Given task: Pull out every line of the entries below that contains the string "mixer", and copy each such line.

* Start Data provided *

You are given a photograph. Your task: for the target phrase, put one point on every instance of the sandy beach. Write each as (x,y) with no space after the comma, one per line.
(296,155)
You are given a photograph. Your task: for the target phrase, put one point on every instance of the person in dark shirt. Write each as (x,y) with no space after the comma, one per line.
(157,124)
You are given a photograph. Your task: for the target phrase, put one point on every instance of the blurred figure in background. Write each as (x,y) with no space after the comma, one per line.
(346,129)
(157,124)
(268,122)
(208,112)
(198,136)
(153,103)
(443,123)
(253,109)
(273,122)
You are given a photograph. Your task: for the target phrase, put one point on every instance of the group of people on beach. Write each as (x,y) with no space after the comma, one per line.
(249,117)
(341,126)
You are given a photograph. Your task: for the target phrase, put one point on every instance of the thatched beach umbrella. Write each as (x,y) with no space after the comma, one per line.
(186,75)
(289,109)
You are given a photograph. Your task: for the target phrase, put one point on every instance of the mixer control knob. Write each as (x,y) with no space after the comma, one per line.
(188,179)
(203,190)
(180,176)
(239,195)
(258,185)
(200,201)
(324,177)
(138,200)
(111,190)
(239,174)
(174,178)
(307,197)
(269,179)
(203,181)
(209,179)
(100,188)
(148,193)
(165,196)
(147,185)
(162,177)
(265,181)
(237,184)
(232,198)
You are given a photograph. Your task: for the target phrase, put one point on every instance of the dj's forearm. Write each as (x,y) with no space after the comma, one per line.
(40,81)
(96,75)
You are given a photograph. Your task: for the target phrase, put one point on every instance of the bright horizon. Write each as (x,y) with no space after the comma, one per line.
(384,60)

* End Data provided *
* Start Data provided *

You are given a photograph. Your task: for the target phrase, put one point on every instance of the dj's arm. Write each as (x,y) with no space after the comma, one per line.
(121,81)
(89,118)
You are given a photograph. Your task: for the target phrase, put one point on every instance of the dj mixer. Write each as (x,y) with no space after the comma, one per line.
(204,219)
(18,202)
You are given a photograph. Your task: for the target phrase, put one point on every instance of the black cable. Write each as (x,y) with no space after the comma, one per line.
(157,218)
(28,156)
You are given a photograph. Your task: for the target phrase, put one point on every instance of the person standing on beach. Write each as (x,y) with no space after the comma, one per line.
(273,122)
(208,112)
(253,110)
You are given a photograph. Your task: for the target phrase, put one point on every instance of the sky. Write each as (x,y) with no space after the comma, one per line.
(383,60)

* End Data provided *

Answer to this exercise:
You are given a photograph. Your task: for the target phrase, put one point on every instance of the mixer control knob. Write each as (x,y) with no space after the comma, one per line.
You are given a photograph. Your task: for the target phrase, put one point on every instance of the dj mixer. Write each as (x,y) with no space after the comma, one per line.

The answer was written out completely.